» Task to carry out: In full and unaltered, output the records below.

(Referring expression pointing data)
+ + + + + + +
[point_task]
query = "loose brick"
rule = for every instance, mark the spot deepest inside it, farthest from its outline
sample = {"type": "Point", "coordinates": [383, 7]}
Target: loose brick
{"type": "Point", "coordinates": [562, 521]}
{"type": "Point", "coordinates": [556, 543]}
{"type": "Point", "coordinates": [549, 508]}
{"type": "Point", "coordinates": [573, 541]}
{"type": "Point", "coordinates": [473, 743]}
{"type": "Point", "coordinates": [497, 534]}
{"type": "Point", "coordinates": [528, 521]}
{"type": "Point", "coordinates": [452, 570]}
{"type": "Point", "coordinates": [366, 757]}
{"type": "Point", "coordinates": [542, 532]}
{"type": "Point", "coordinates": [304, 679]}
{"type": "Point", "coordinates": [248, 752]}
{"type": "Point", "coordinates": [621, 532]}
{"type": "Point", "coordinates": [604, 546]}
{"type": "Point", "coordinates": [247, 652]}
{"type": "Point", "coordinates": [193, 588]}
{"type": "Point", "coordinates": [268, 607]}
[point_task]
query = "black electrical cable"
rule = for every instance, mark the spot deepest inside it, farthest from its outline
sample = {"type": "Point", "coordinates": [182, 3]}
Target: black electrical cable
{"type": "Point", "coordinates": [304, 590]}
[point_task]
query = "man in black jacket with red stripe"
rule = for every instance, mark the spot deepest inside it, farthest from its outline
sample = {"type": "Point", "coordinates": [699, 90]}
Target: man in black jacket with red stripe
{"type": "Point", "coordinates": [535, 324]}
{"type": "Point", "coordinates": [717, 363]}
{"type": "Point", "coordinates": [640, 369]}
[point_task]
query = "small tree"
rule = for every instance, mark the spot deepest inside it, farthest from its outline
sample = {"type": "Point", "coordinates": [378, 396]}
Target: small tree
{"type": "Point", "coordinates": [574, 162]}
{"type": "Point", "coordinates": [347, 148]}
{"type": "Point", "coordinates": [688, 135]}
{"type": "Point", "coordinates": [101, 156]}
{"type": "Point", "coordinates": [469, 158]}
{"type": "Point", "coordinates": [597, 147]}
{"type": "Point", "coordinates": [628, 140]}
+ + + + + + +
» Finished exercise:
[point_task]
query = "loose brick"
rule = for every instance, mark the spot deepest inside it, farthest from its outline
sample = {"type": "Point", "coordinates": [383, 7]}
Target: loose brick
{"type": "Point", "coordinates": [562, 521]}
{"type": "Point", "coordinates": [556, 543]}
{"type": "Point", "coordinates": [549, 508]}
{"type": "Point", "coordinates": [573, 541]}
{"type": "Point", "coordinates": [473, 743]}
{"type": "Point", "coordinates": [497, 534]}
{"type": "Point", "coordinates": [528, 521]}
{"type": "Point", "coordinates": [452, 570]}
{"type": "Point", "coordinates": [366, 757]}
{"type": "Point", "coordinates": [542, 532]}
{"type": "Point", "coordinates": [304, 679]}
{"type": "Point", "coordinates": [248, 752]}
{"type": "Point", "coordinates": [621, 532]}
{"type": "Point", "coordinates": [604, 546]}
{"type": "Point", "coordinates": [247, 652]}
{"type": "Point", "coordinates": [193, 588]}
{"type": "Point", "coordinates": [268, 607]}
[point_task]
query = "black electrical cable"
rule = for every instance, mark the spot deepest inside it, farthest from its outline
sample = {"type": "Point", "coordinates": [182, 3]}
Target: black electrical cable
{"type": "Point", "coordinates": [304, 590]}
[point_task]
query = "man in black jacket with red stripe"
rule = for every instance, mark the spot deepest inside it, farthest from its outline
sample = {"type": "Point", "coordinates": [699, 90]}
Target: man in black jacket with red stripe
{"type": "Point", "coordinates": [535, 324]}
{"type": "Point", "coordinates": [717, 363]}
{"type": "Point", "coordinates": [640, 369]}
[point_task]
query = "small tree"
rule = for every instance, mark the spot deepest inside it, farthest from its outline
sample = {"type": "Point", "coordinates": [378, 396]}
Target: small tree
{"type": "Point", "coordinates": [574, 162]}
{"type": "Point", "coordinates": [347, 148]}
{"type": "Point", "coordinates": [688, 135]}
{"type": "Point", "coordinates": [101, 156]}
{"type": "Point", "coordinates": [469, 158]}
{"type": "Point", "coordinates": [597, 147]}
{"type": "Point", "coordinates": [628, 140]}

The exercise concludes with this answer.